◆ Stated exercise: Every record here should be printed again exactly.

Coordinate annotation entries

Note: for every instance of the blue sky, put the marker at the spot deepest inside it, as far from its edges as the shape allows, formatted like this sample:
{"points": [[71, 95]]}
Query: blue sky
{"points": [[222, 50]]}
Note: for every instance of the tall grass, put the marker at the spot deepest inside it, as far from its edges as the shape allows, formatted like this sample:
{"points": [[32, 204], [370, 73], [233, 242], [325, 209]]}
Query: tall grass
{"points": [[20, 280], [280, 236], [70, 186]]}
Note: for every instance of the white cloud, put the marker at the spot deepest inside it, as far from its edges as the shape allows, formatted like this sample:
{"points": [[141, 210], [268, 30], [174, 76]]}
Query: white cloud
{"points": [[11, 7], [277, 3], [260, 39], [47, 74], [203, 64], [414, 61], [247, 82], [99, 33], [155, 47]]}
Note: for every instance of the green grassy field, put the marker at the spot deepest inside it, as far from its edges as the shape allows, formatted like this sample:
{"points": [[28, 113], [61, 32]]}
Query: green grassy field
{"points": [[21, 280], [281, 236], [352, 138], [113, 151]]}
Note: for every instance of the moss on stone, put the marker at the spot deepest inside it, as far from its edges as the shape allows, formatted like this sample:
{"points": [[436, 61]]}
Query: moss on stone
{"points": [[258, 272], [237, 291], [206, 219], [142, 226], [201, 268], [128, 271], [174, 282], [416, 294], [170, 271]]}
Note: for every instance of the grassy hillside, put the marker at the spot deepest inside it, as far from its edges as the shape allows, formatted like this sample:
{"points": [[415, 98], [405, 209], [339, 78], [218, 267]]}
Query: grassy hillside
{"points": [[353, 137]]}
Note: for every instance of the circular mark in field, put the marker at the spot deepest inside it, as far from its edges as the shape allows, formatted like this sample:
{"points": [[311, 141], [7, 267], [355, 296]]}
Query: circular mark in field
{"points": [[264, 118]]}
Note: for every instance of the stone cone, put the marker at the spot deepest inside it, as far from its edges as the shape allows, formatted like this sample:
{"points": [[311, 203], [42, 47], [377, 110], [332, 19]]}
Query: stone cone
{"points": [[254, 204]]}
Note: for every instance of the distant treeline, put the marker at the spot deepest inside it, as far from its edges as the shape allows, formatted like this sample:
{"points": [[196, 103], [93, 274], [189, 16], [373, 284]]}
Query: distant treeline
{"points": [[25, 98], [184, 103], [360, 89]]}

◆ Final result:
Note: for every instance of the blue sky, put the marker at the spot deepest inside it, as far from its edges as the shape allows, formatted like this sample:
{"points": [[71, 95]]}
Query: blue sky
{"points": [[222, 50]]}
Note: for every instance of the tall grass, put the marker at the spot deepest inside it, as far from its edges as the shape allows, formatted like this sample:
{"points": [[32, 204], [370, 73], [233, 242], [325, 209]]}
Query: tall grass
{"points": [[20, 280], [280, 236], [70, 186]]}
Note: for every instance of the white cloud, put the marker at the spot deepest inside it, as far from its edges as the shape allows, formatted like this sample:
{"points": [[141, 210], [268, 30], [174, 76]]}
Query: white cloud
{"points": [[11, 7], [277, 3], [260, 39], [47, 74], [203, 64], [414, 61], [247, 82], [99, 33], [155, 47]]}
Note: for every instance of the green grassy field, put the marker at the spot deepest inside it, as far from its edges as the shape allows, formatted like this sample:
{"points": [[28, 113], [61, 32]]}
Query: green grassy field
{"points": [[21, 280], [281, 236], [352, 138], [113, 151]]}
Note: for every instance of the moss on stone, put the marker at the spot deepest inside it, as far from its edges as the shape allows, formatted like this sample:
{"points": [[436, 61]]}
Query: moss on stone
{"points": [[258, 272], [237, 291], [206, 219], [142, 226], [201, 268], [128, 271], [174, 282], [416, 294], [170, 271]]}
Note: for every instance of the grassy hillside, put the marker at the spot deepest inside it, as far from its edges as the shape allows, formatted like this sample:
{"points": [[415, 98], [405, 209], [339, 78], [218, 267]]}
Query: grassy hillside
{"points": [[353, 137]]}
Note: for every instance of the circular mark in field, put the marker at the spot deepest inside it, as far from its edges as the shape allows, formatted like this sample:
{"points": [[311, 141], [7, 267], [355, 296]]}
Query: circular mark in field
{"points": [[264, 118]]}
Note: for every instance of the stone cone, put the marker at the spot deepest inside it, as far from its edges as the shape allows, formatted like this sample:
{"points": [[311, 203], [42, 47], [377, 110], [332, 19]]}
Query: stone cone
{"points": [[254, 204]]}
Note: for every instance of the distant treeline, put the marker at the spot deepest inside it, as far from its edges as the shape allows, formatted like this sample:
{"points": [[196, 103], [93, 274], [189, 16], [373, 284]]}
Query: distant treeline
{"points": [[25, 98], [184, 103], [360, 89]]}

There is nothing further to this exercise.